• _ESERCIZI DA SVOLGERE_
a – Puoi riprodurre fedelmente il brano sul futuro di Prato, partendo da “Parte 4. Frammenti” e proseguendo fino a “favorire tutto questo.”?
b – Come potrebbe proseguire il testo sul futuro di Prato dopo la sua ultima frase? Scrivine il seguito.

• _TESTO PROPOSTO_
↓
La città del domani non sarà più la stessa (8) , ma soprattutto non saranno più gli stessi i cittadini: pratesi, rumeni, cinesi, pakistani, albanesi, senegalesi ecc. La scelta è fra “torre di babele” o “città delle genti” cioè una città che faccia dell'integrazione fra le varie etnie, del rispetto fra le diverse culture, e di una base prioritaria di diritti, doveri ed opportunità, un elemento qualificante del suo divenire. Può darsi che molti immigrati tornino ai propri paesi, forse altri si sposteranno da Prato, ma per quelli che rimarranno e vorranno divenire cittadini di Prato occorre immaginare un domani diverso.
E' allora la speranza in futuro migliore che può divenire l'elemento unificante della nuova “civitas”pratese ed è a questo progetto che bisogna dedicare maggiori energie; pensiamo che sia venuto il momento di abbandonare strategie indirizzate in modo equivoco “solo” agli immigrati ed individuare percorsi che promuovano la costruzione di una nuova cultura urbana e di un comune senso di appartenenza.
Parte 4. Frammenti di un programma
4.1 Nuove energie: la riproduzione del capitale sociale ed economia della conoscenza
Il futuro non può essere affrontato con Il piccolo cabotaggio, la politica autoreferenziale, le visioni lobbistiche e neo-corporative, la concertazione sterile, il consociativismo di fatto.
Occorre una nuova energia, una salto di conoscenza, una qualità nuova nella partecipazione e nel confronto. E occorrono metodi e strumenti che possano favorire tutto questo.
Occorre puntare sulla ricostruzione del capitale sociale e dell’agorà per un “discorso” politico pubblico. L’attuale “smarrimento nell’incertezza” di tante parti della società pratese non deve essere fomentato da politiche illusorie, da semplificazioni demagogiche e da promesse insostenibili. E’ necessario mettere in moto nuove energie, attraverso la mobilitazione di tutta la società locale e delle sue risorse migliori in un contesto di inclusione e partecipazione. Il processo non sarà facile, gli esiti probabilmente incerti, ma è la politica che deve tornare alle proprie responsabilità e ai propri rischi.
↑
• _DATI ESTRATTI_
↓
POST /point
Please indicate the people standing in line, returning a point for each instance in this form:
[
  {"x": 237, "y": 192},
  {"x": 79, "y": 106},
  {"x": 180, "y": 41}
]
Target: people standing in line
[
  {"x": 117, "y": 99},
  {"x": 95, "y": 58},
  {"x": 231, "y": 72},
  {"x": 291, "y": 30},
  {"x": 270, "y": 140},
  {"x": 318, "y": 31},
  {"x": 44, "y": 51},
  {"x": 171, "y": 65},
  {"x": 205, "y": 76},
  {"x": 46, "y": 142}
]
↑
• _SOLUZIONI DEGLI ESERCIZI_
a –
Parte 4. Frammenti di un programma
4.1 Nuove energie: la riproduzione del capitale sociale ed economia della conoscenza
Il futuro non può essere affrontato con Il piccolo cabotaggio, la politica autoreferenziale, le visioni lobbistiche e neo-corporative, la concertazione sterile, il consociativismo di fatto.
Occorre una nuova energia, una salto di conoscenza, una qualità nuova nella partecipazione e nel confronto. E occorrono metodi e strumenti che possano favorire tutto questo.

b –
Per questo vorremmo una politica e dei politici che tornassero ad essere “cittadini tra cittadini”, a parlare di ciò che i pratesi, insieme, potrebbero fare per sé stessi e per la propria città e non di ciò che i pratesi chiedono agli altri di fare per loro.
Per far questo, la nostra proposta è quella di provare a costruire un autentico ed approfondito processo di “ascolto della città”, delle sue tensioni, delle forze di crisi e di quelle di trasformazione, dei suoi malesseri e dei suoi entusiasmi (che ancora vi sono). Un processo, improntato alla “elaborazione” comune, costruita con i migliori strumenti di partecipazione e deliberazione democratica, finalizzato alla costruzione di un progetto e di una “visione” condivisa della città e del suo futuro.
Si tratta di una prospettiva di grande impegno, ma necessaria se si intende affrontare in maniera seria e non elusiva i problemi di carattere strutturale e per niente contingenti che attanagliano la nostra città, costruendo forme ed opportunità di “cittadinanza” aperte a tutte le componenti sociali. Anche di recente immigrazione.
In questa prospettiva proviamo a segnalare alcuni temi portanti che dovrebbero entrare nell’agenda di questo processo, consapevoli dell’assoluta parzialità del nostro contributo e ribadendo l’invito ad altre passioni e competenze che aiutino a ridurre questa parzialità
4.2 Partecipazione e governance
Il primo ambito di lavoro riguarda in realtà alcuni obiettivi di metodo adeguati a orientare e gestire il lavoro progettuale secondo un modello efficace di governance democratica.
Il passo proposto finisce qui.